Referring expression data
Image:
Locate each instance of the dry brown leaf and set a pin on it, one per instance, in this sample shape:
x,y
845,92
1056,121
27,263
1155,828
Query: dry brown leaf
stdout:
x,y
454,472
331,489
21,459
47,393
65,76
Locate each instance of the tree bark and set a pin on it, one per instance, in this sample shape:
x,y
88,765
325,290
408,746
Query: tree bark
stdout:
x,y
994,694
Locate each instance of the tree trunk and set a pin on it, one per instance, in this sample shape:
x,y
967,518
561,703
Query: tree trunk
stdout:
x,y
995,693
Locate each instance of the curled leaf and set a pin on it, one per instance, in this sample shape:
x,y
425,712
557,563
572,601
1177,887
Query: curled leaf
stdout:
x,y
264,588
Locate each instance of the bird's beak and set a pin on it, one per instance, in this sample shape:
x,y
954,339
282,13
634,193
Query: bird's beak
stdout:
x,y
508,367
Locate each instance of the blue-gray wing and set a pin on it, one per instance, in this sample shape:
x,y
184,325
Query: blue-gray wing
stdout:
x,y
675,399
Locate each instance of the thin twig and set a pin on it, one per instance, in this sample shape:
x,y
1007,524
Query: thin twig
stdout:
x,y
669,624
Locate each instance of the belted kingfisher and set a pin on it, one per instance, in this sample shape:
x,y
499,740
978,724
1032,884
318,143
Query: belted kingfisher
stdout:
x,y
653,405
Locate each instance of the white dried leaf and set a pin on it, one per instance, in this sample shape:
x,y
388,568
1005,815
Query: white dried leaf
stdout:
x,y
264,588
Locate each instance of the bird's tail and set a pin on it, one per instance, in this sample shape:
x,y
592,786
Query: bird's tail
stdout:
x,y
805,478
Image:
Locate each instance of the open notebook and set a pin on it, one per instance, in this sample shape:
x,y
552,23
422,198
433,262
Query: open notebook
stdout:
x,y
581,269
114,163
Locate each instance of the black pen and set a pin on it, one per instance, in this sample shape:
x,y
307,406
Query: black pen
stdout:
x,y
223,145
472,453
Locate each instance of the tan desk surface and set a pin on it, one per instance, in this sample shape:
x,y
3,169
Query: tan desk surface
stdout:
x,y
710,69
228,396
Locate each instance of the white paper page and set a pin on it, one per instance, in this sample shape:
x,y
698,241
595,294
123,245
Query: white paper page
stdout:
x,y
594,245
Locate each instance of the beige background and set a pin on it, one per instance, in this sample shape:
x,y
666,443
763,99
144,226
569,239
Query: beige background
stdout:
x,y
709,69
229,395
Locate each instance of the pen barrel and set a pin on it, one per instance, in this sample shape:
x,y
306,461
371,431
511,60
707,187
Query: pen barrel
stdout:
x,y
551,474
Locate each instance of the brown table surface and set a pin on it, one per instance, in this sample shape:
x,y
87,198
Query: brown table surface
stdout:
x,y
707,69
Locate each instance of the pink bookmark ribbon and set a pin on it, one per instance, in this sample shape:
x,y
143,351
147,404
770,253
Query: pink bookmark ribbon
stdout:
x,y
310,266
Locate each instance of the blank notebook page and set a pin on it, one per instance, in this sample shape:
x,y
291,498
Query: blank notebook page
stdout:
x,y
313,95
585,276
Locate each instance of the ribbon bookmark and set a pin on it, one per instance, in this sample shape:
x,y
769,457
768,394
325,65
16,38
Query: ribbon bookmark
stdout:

TASK DETAILS | Determine the count of lines in the data above with the string "background" in them, and give that count alone.

TASK SOLUTION | 2